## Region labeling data
>>>>>

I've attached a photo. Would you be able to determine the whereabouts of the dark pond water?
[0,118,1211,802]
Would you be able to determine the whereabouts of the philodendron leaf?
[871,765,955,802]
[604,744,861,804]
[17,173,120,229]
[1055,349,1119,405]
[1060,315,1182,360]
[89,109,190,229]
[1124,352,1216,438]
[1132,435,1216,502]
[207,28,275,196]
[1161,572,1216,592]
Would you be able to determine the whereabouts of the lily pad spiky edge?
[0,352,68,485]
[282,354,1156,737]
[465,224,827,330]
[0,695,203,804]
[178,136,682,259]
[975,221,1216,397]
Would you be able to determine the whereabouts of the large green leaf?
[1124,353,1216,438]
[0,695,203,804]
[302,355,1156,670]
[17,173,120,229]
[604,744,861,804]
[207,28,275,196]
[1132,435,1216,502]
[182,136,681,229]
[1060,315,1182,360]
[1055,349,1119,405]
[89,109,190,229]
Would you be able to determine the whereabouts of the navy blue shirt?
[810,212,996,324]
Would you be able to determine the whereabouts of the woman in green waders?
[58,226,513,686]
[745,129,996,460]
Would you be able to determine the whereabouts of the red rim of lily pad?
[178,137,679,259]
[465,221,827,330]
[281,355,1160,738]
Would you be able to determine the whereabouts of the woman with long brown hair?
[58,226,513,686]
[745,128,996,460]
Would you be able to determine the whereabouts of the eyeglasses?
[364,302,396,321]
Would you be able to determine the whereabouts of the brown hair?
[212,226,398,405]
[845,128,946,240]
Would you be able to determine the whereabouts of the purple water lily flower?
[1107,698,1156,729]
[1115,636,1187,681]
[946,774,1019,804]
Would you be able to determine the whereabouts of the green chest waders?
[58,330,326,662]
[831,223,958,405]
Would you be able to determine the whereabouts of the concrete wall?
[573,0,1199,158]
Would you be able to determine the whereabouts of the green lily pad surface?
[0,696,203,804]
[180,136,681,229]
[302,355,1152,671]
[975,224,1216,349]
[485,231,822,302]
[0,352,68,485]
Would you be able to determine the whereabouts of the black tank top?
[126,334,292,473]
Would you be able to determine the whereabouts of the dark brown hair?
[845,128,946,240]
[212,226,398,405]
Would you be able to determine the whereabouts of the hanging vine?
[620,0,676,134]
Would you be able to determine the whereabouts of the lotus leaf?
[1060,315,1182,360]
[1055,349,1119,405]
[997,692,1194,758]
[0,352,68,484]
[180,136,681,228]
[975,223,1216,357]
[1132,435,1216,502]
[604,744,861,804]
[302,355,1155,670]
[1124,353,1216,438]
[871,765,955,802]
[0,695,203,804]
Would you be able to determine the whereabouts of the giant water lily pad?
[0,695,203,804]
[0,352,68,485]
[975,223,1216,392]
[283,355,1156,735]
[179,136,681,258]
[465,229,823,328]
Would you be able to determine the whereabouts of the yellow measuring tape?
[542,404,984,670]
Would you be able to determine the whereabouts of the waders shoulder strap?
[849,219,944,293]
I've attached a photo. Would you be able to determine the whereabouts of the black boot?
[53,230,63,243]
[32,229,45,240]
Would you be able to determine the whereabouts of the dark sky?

<<<<<

Which lines of the data above contain the string "hair"? Return each of them in full.

Would you be able to determine the whereabouts of the woman with long brown hair?
Would you be able to determine the whereabouts of the brown hair?
Would you be able to determine the whereabouts of the dark brown hair?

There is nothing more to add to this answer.